I have a folder of about eighty posts that wound up just being complete failures. In the end, there was some gigantic flaw with each one: it sounded like whining, it didn’t really have a point in the end, it contained too many ideas at once, it revealed more about my personal life than I’m comfortable with revealing about others, and so on.
The best part? Each and every one of those failed posts inspired at least one more that worked. Some of them have inspired several articles. One – by itself – inspired my upcoming book. The point? Failure isn’t necessarily a bad thing. Often, it plants the seeds for later success.
12. The Long Run
All of these little habits and techniques add up to something bigger. They add up to the day-to-day workflow of a creative person. It is in the repetition of all of these habits and techniques – and understanding them, inside and out – that a person can go on being creative day after day, month after month, year after year.
It requires more than just repetition of the habits, though. Like anything long term, it requires devotion and commitment and persistence.
I often look at creative work as being a lot like a marriage. Sometimes you get along, sometimes you don’t. There are certain buttons you can push to make things go well, but there are also distractions and many ways you can derail your progress. In the end, it requires continual effort and a respect of the quirks of the situation.
Some Thoughts About The Creative Habit
It’s not about the lightning bolt of inspiration. Lightning is something you can’t control. This is more like going on top of your house and installing a lightning rod. That time investment in installing that rod is the preparation and effort a person puts into their creative projects.
I’m fascinated by the routines of other people. I loved the sections in this book that highlighted the creative routines of others. What do you do to get yourself in a creative mindset?
It’s hard to explain to others that I’m actually working when I’m scratching. Whenever I hit a big case of writer’s block, I’ll often do something completely different. I’ll work in the garden. I’ll call my mom. I’ll read a book. I’ll play with my kids. I’ll do the bills. I’ll go to the library and just mill around randomly. I’ll go on a walk. To many people around me, when I do this, I’m Not Working, even though in my own mind, I’m clearly working. If you’re in that situation, check this book out from the library and have them read the chapter on Scratching. It might help both of you.

Given records:

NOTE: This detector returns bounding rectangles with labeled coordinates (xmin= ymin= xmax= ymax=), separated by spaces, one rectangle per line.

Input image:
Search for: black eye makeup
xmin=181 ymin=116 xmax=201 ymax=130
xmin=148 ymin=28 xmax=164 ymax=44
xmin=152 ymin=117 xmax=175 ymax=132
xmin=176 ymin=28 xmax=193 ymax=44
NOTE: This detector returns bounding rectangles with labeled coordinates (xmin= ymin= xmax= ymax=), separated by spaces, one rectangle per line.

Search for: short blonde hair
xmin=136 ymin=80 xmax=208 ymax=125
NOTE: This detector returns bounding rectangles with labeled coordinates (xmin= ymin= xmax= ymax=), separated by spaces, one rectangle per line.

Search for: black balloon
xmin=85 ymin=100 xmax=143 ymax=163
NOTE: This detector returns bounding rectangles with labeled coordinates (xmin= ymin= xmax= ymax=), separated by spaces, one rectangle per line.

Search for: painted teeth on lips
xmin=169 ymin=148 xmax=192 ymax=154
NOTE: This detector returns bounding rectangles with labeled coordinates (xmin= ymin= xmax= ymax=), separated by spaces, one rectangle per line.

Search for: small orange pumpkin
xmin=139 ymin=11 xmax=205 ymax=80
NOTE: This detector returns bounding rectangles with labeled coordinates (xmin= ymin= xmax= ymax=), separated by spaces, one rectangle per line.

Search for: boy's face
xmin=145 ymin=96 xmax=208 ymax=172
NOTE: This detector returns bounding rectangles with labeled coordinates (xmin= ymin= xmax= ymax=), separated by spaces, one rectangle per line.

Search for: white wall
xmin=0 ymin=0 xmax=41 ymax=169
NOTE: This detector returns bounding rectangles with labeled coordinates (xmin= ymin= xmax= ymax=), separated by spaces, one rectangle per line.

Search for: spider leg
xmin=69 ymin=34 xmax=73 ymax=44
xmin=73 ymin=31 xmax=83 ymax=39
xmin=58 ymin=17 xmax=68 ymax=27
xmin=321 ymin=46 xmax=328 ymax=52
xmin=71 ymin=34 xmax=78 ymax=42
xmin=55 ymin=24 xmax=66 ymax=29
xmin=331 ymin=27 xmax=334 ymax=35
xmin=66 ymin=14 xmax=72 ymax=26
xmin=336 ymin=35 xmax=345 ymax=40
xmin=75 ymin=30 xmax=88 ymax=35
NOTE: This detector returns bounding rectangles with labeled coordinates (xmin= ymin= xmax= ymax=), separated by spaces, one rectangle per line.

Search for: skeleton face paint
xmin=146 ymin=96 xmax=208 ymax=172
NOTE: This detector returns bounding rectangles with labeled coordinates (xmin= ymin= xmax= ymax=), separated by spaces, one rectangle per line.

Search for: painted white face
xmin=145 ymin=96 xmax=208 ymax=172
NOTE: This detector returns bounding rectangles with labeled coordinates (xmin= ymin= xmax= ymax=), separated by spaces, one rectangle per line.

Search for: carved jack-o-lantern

Required action A: Can you return, word for word, the part of the passage on creative habits between "The best part?" and "year after year.", inclusive?
Required action B: Will you resume the passage on creative habits from the point where it stops?

Response box A:
The best part? Each and every one of those failed posts inspired at least one more that worked. Some of them have inspired several articles. One – by itself – inspired my upcoming book. The point? Failure isn’t necessarily a bad thing. Often, it plants the seeds for later success.
12. The Long Run
All of these little habits and techniques add up to something bigger. They add up to the day-to-day workflow of a creative person. It is in the repetition of all of these habits and techniques – and understanding them, inside and out – that a person can go on being creative day after day, month after month, year after year.

Response box B:
Finding the little bits of creativity is almost always the hardest part for me. I try a lot of different brainstorming tasks, but the biggest help for me has been Made to Stick. Almost all of my creative fluorishes seem to start from seeds planted by that book. When I’m really stuck, I pull it out, reread it, and also reread some of my best writings just before bed. Sometimes, if I’m lucky, I’ll wake up and the creativity will be flooding out. What techniques work for you in getting through the drought?
Is The Creative Habit Worth Reading?
The Creative Habit is an excellent read for anyone who is consistently engaged in creative work. Almost every page made me think in some way about the habits I use in my daily work and whether or not those habits are genuinely effective as a writer. There are a number of quite useful exercises described in the book and many examples of how others apply the exercises and ideas in their own life.
Does it have reference value? That’s usually the big question I ask myself when I’m trying to decide if that book crosses the line between “a book to check out at the library” and “a book to own.” This one rides right on the fine line for me. I intend to return it to the library, but I also think there’s a pretty strong likelihood I’ll want to refer to it again at some point in the near future and will find myself checking it out again.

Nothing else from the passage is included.